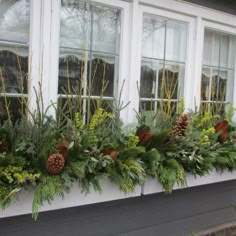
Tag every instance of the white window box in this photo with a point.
(151, 185)
(23, 204)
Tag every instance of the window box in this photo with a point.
(151, 185)
(110, 192)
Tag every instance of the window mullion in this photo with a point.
(34, 52)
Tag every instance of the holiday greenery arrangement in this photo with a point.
(51, 154)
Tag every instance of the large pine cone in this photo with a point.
(55, 163)
(180, 126)
(63, 147)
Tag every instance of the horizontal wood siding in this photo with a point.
(180, 213)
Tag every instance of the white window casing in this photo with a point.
(45, 37)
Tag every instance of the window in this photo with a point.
(217, 71)
(89, 53)
(163, 62)
(14, 37)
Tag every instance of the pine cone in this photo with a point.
(222, 128)
(55, 163)
(181, 126)
(144, 136)
(63, 147)
(112, 153)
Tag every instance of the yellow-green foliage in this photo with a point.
(133, 140)
(205, 136)
(205, 121)
(99, 117)
(78, 121)
(16, 174)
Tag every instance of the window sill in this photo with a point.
(23, 205)
(152, 186)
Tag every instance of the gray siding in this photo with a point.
(178, 214)
(228, 6)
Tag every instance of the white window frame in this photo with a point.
(50, 49)
(227, 30)
(199, 17)
(136, 53)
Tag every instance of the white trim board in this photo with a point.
(153, 186)
(110, 192)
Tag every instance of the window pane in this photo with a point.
(218, 77)
(170, 81)
(106, 29)
(14, 20)
(205, 84)
(153, 41)
(14, 66)
(151, 107)
(176, 41)
(149, 79)
(79, 19)
(16, 107)
(103, 75)
(211, 50)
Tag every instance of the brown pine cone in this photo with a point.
(222, 128)
(55, 163)
(180, 126)
(3, 146)
(144, 136)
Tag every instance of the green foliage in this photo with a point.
(169, 173)
(151, 160)
(126, 174)
(101, 148)
(48, 188)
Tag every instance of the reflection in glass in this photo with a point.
(71, 70)
(153, 41)
(14, 20)
(103, 74)
(16, 107)
(89, 27)
(218, 70)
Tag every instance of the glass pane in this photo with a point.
(171, 78)
(205, 84)
(176, 41)
(75, 25)
(214, 86)
(232, 52)
(211, 50)
(148, 83)
(14, 20)
(71, 74)
(222, 80)
(148, 106)
(224, 50)
(153, 40)
(16, 108)
(14, 66)
(106, 29)
(103, 82)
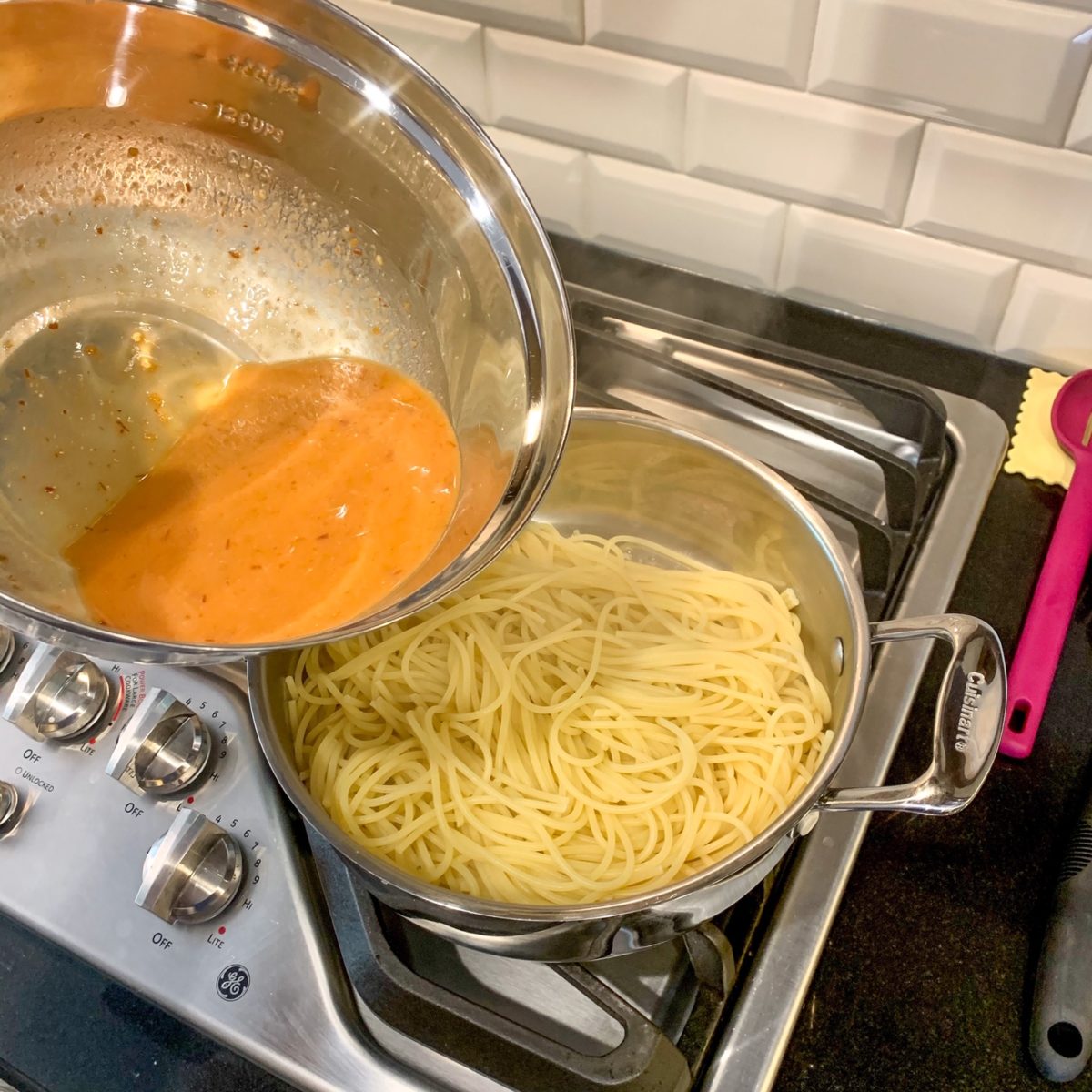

══════════

> **Given request**: Please select each line in the rows above that contains the word "siding", and copy those lines.

> **Exercise solution**:
Tag every instance of the horizontal wood siding in this photo with a point.
Tag every instance of the gray siding in this photo with a point.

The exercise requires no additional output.